* _YOUR OBJECTIVE_: Rewrite the items below as a numbered list with blank lines dropped, covering only the lines starting at the one containing "Question. Locate the snow field" and ending at the one containing "x=110 y=301".

[Collection entries]
● ● ● ● ●
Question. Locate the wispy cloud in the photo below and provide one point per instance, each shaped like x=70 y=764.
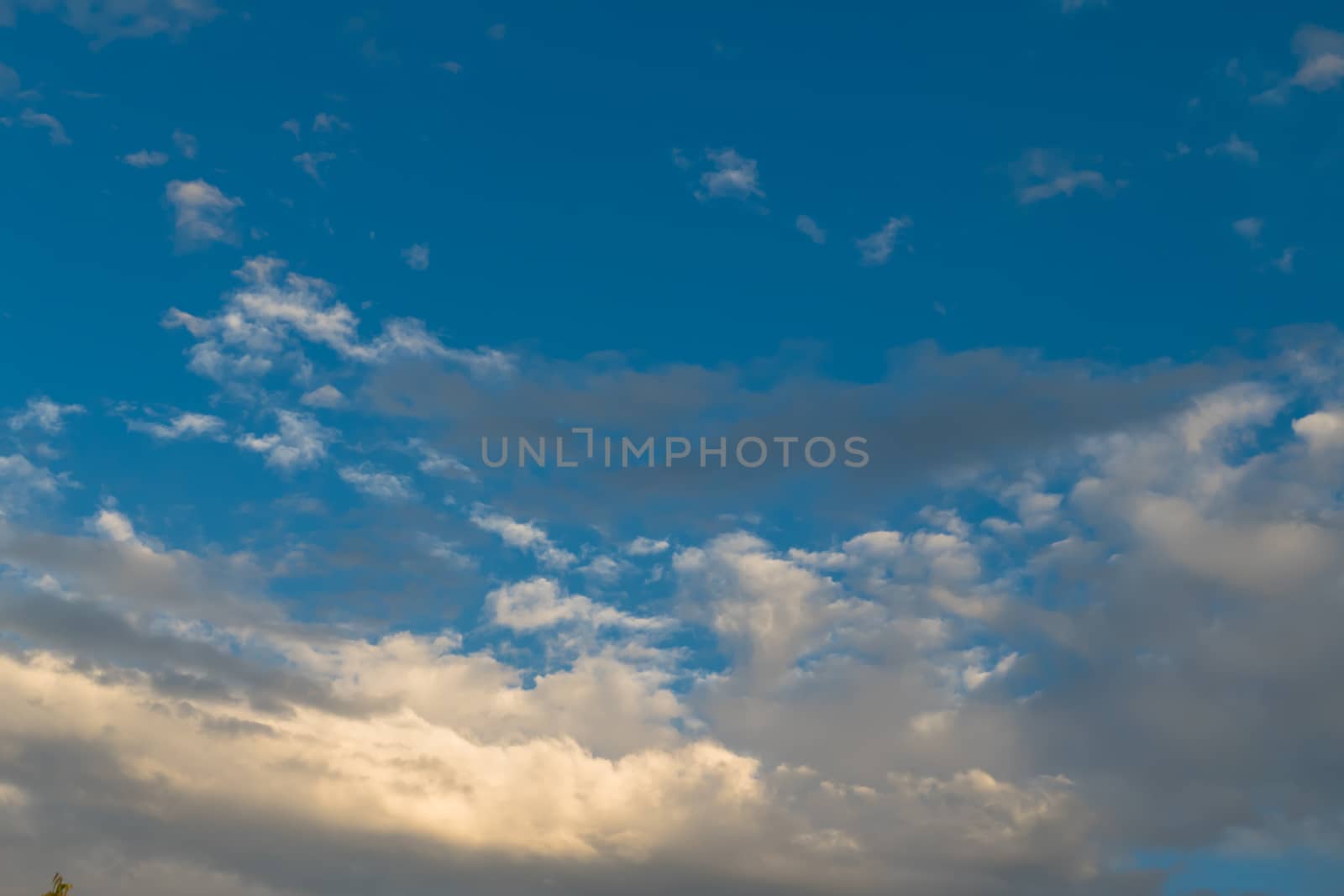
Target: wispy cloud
x=1236 y=149
x=55 y=130
x=145 y=159
x=183 y=426
x=186 y=144
x=875 y=249
x=44 y=414
x=810 y=228
x=1043 y=174
x=730 y=175
x=417 y=257
x=203 y=212
x=311 y=163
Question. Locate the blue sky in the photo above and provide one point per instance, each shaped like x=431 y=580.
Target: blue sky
x=1068 y=269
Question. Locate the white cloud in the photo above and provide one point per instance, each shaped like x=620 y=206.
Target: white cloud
x=10 y=82
x=186 y=144
x=327 y=396
x=1320 y=54
x=55 y=130
x=44 y=414
x=875 y=249
x=1236 y=149
x=378 y=484
x=20 y=481
x=811 y=230
x=275 y=308
x=311 y=163
x=732 y=175
x=434 y=463
x=300 y=441
x=108 y=22
x=417 y=257
x=145 y=159
x=1043 y=175
x=1287 y=259
x=644 y=546
x=526 y=537
x=326 y=123
x=203 y=212
x=539 y=604
x=1323 y=430
x=1249 y=228
x=185 y=426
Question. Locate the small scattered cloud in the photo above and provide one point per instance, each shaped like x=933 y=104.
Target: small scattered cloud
x=203 y=212
x=326 y=123
x=1320 y=55
x=44 y=414
x=417 y=257
x=327 y=396
x=644 y=546
x=1285 y=261
x=875 y=249
x=186 y=144
x=311 y=163
x=299 y=441
x=55 y=130
x=10 y=83
x=1179 y=152
x=1043 y=174
x=1249 y=228
x=1320 y=65
x=378 y=484
x=730 y=175
x=811 y=230
x=185 y=426
x=526 y=537
x=145 y=159
x=1236 y=149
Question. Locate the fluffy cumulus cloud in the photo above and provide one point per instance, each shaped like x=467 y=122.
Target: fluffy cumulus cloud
x=44 y=414
x=44 y=121
x=1043 y=174
x=875 y=249
x=996 y=689
x=118 y=19
x=202 y=214
x=145 y=159
x=729 y=175
x=276 y=313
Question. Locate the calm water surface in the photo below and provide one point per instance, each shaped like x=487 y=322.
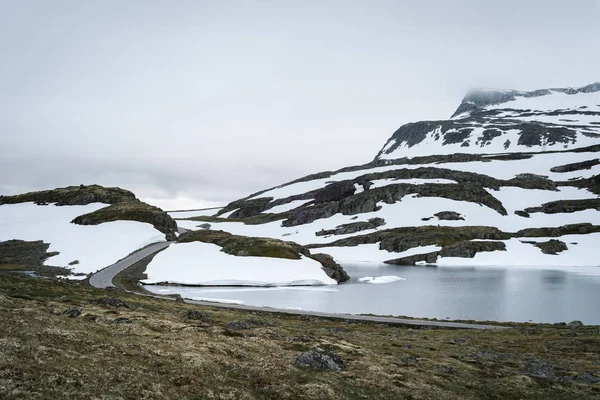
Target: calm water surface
x=479 y=293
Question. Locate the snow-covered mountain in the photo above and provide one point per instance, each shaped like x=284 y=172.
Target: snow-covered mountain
x=513 y=178
x=505 y=121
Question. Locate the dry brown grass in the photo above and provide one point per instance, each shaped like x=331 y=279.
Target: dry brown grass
x=163 y=355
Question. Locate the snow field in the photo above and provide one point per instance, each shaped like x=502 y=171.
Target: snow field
x=95 y=246
x=199 y=263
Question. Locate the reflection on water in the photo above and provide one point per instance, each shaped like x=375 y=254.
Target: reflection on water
x=498 y=294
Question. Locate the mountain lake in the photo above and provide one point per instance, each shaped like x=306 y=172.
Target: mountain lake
x=518 y=294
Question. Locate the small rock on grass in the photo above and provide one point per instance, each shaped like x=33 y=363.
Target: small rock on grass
x=575 y=324
x=320 y=360
x=198 y=316
x=122 y=320
x=72 y=312
x=110 y=301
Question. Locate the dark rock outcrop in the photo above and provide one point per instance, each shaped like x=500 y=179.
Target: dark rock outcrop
x=21 y=252
x=331 y=268
x=552 y=246
x=73 y=312
x=109 y=302
x=566 y=206
x=570 y=229
x=243 y=246
x=468 y=249
x=132 y=211
x=449 y=216
x=576 y=166
x=353 y=227
x=335 y=192
x=464 y=249
x=252 y=207
x=73 y=195
x=123 y=206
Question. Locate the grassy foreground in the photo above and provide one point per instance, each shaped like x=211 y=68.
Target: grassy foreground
x=153 y=351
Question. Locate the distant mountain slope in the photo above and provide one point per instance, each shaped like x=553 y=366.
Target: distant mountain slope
x=505 y=121
x=451 y=204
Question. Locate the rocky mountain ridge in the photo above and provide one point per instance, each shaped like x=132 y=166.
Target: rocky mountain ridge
x=451 y=180
x=505 y=121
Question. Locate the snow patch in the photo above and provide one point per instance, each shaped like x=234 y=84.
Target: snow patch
x=205 y=264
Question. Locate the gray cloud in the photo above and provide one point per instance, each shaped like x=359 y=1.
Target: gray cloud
x=205 y=102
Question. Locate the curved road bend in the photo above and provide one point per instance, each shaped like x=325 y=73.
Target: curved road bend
x=103 y=279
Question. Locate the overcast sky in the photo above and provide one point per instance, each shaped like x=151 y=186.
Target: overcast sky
x=197 y=103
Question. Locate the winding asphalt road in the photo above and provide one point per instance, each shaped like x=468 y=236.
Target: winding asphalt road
x=103 y=279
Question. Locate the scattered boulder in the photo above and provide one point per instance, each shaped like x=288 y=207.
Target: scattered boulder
x=575 y=324
x=122 y=320
x=540 y=369
x=198 y=316
x=320 y=360
x=446 y=369
x=178 y=298
x=72 y=312
x=410 y=360
x=110 y=302
x=449 y=216
x=586 y=378
x=237 y=325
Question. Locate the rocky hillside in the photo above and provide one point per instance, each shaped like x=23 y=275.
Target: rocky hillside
x=61 y=219
x=123 y=206
x=513 y=178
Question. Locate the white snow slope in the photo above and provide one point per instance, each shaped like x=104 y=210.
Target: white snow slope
x=199 y=263
x=95 y=247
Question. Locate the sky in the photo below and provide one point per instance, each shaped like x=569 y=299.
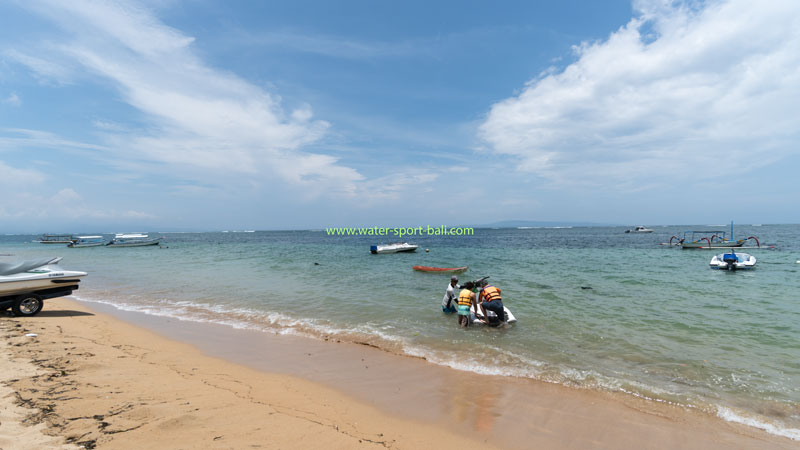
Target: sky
x=206 y=115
● ● ● ● ●
* _ANSWER TO THIS EXERCISE_:
1. Question. Locate the snow field in the photo above and provide one point per instance, each shaped like x=502 y=171.
2. Target: snow field
3. x=95 y=246
4. x=199 y=263
5. Question. Locate the reflection on water in the photo above and provide one point per instance, each shaped like x=375 y=254.
6. Target: reflection on water
7. x=498 y=294
8. Question. Locate the mountain lake in the photo above and provide one point per instance, each shaped like x=306 y=172.
9. Target: mountain lake
10. x=518 y=294
11. Question. Locate the small rock on grass in the photo above and provide one point per instance, each shaped like x=33 y=363.
12. Target: small rock on grass
13. x=575 y=324
14. x=320 y=360
15. x=198 y=316
16. x=122 y=320
17. x=72 y=312
18. x=110 y=301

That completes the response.